PASSAGE PROVIDED:
++++++++

Going Home for the Holidays with ADHD

The reality of anxiety and depression from the job loss sets in.
ADHD & the City | posted by Jane D.
Jane D.

Managing symptoms of attention deficit disorder (ADD/ADHD) seemed to have lost its immediacy and focus during the holidays. With the turning of another birthday, another year, another season, and with the sudden loss of a job, life suddenly becomes black and white.

It is as if the lens zoomed into the most pressing things—finding a job, finding direction, and being forced to go after what is most important to me. The men who I loved and lusted after, who did not love me back, don't seem as pressing.

I spent the last week moping, crying, pouting about the layoff and life, as I knew it. I'd go from being okay to feeling like complete crap. The usual festivity and the stress of gift wrapping and tree trimming disappeared, and the noise and static of the season morphed from loud to total silence.

The city, too, seemed to lose the spark that usually comes with the holidays. The tourist throngs and Rockefeller Christmas tree were still there, but the icy weather became depressing, and the headlines and talk are all about unemployment, and job cuts and layoffs.

Since losing the job, I’ve taken the ADHD stimulant medication on and off. I woke up at 9 a.m. (or was it 10) and kind of rolled out of bed, always in a stupor. What was the meaning of life? Had I acquired these degrees and worked like a dog since I was 20 to join the breadline of unemployed? Indeed, everything has seemed very dark.

A friend once told me that a woman's success hinges on a great job or a great man. I never really had the first, and most certainly never had the later, and over the course of a week I was certain that I had neither. And I am not sure if I will ever have one or the other. At the age of 33, I don't have a job and I don't have a man. I went home on Christmas Eve and tried to put on a smile for the sister, stepmother, and father, who are frustrated at the turn of events, too. Everyone is having a tough time this year, even the wealthy have had their billions cut in half.

Behind the tanking economy is the chronic reality of ADHD. I dragged myself to the weekly group pow wow the other night, and discovered that half the group was gone. A couple weren't here because they had gone home for the holidays, but I learned that one member had lost her job; she was either fired or the victim of a layoff, too. Another member of the group had her hours cut back by half. It is certainly the economy, but at the same time I always wonder if ADD has played even a small part of these unfortunate circumstances. If I were more organized and focused, might I have survived another year or been spared? Only God knows.

This is the first time that I will truly live life on my own, by my own rules, my own structure, and the first time that I will be driven by the strength of my own dreams. Overnight I have been thrown from co-pilot seat into pilot seat. It is refreshing but also frightening.

Perhaps the best Christmas card I received this year is, "Merry Christmas, and remember a free mind cannot be held captive." It was from the geeky guy who I met at church about two months ago. I believe he has ADD, too.

++++++++

DATA TO EXAMINE:
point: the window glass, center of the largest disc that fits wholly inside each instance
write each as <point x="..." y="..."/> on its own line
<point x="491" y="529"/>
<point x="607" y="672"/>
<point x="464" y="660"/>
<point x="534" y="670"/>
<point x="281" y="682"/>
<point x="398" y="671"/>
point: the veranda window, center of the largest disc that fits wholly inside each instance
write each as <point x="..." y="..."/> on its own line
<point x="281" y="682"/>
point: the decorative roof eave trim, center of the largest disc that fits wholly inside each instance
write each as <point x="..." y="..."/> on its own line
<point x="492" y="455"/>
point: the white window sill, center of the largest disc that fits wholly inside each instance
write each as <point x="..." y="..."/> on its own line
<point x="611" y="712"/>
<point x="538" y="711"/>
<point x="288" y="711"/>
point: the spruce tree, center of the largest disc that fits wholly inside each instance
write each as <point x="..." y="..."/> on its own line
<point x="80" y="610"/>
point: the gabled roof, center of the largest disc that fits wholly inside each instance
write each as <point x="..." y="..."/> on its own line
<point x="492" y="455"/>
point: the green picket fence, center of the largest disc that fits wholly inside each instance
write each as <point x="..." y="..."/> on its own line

++++++++

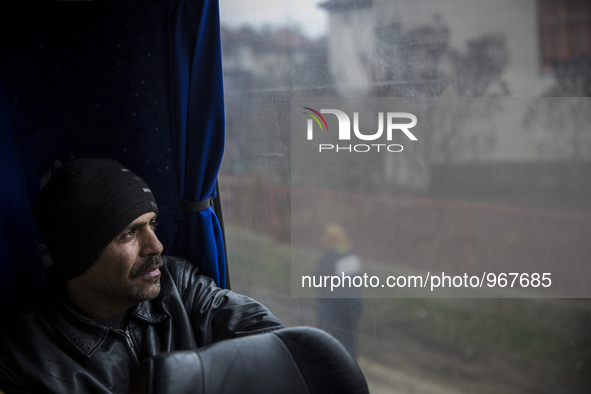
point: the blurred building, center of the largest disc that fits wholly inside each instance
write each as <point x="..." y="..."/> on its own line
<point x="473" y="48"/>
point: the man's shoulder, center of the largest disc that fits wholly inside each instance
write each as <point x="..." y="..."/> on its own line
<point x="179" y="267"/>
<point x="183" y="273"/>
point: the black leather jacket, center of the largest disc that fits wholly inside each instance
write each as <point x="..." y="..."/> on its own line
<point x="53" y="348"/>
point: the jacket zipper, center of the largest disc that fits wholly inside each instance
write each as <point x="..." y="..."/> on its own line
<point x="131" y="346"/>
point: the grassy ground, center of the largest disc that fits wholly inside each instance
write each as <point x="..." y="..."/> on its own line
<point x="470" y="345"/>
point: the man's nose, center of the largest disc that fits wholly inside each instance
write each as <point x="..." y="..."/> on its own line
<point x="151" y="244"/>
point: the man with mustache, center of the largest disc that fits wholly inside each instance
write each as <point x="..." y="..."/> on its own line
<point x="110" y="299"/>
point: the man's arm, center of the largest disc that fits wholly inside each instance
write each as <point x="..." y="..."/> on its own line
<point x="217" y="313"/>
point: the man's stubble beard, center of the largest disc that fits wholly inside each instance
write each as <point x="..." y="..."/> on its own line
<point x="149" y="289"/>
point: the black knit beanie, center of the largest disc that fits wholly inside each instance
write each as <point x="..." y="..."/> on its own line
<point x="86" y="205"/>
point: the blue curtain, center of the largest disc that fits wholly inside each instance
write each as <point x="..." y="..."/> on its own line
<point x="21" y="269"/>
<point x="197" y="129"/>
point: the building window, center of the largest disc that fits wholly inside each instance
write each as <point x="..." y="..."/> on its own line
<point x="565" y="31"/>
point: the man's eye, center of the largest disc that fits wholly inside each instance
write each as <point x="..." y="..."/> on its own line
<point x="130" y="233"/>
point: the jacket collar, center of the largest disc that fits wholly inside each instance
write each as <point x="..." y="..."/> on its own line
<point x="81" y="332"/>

++++++++

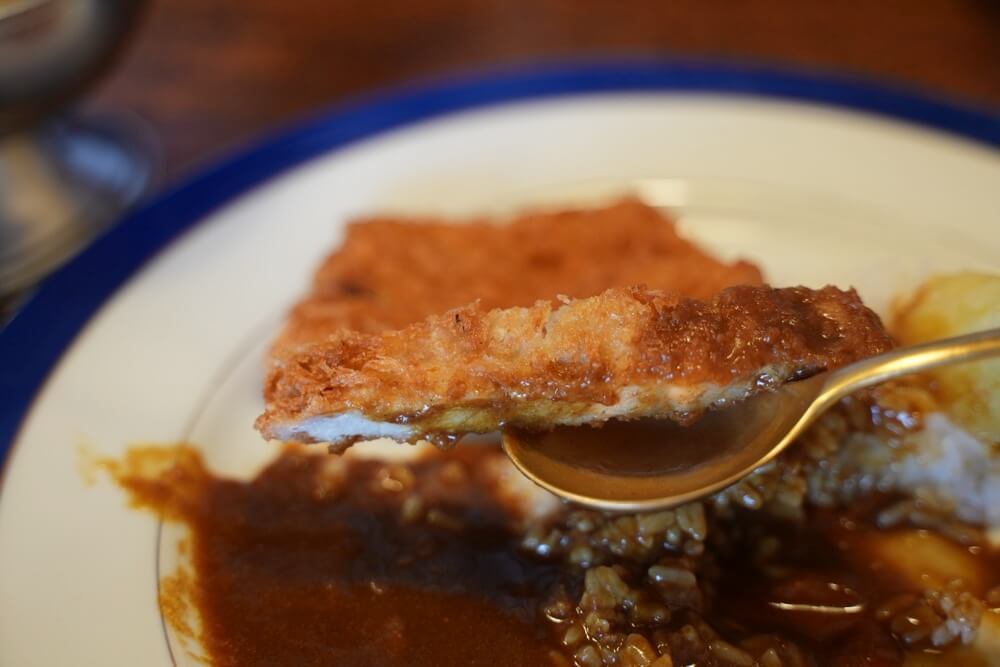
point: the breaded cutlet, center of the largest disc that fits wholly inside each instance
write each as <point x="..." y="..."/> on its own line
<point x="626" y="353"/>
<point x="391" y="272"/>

++++++++

QUESTIONS ON THE MATERIAL:
- a) Copy the ADHD holiday post word for word, from "Managing symptoms of" to "black and white.".
- b) Condense the paragraph of the ADHD holiday post that begins "Behind the tanking economy" into a short bulleted list that keeps its main facts.
- c) Decide whether each statement agrees with the ADHD holiday post. Answer yes or no, and quote the words from the post that settle it.
(i) The writer is 33 years old.
(ii) After the layoff, the writer stopped taking ADHD medication entirely.
(iii) The writer met the sender of the favorite Christmas card at work.

ANSWERS PER TASK:
- a)
Managing symptoms of attention deficit disorder (ADD/ADHD) seemed to have lost its immediacy and focus during the holidays. With the turning of another birthday, another year, another season, and with the sudden loss of a job, life suddenly becomes black and white.

- b)
- The chronic reality of ADHD lies behind the tanking economy.
- At the weekly group meeting, half the group was gone.
- A couple of members had gone home for the holidays.
- One member had lost her job, either through firing or a layoff.
- Another member had her hours cut back by half.
- The writer credits the economy but wonders whether ADD played even a small part.
- The writer asks whether being more organized and focused might have meant surviving another year or being spared, and concludes that only God knows.

- c)
(i) Yes: "At the age of 33, I don't have a job and I don't have a man."
(ii) No: "Since losing the job, I’ve taken the ADHD stimulant medication on and off."
(iii) No: "It was from the geeky guy who I met at church about two months ago."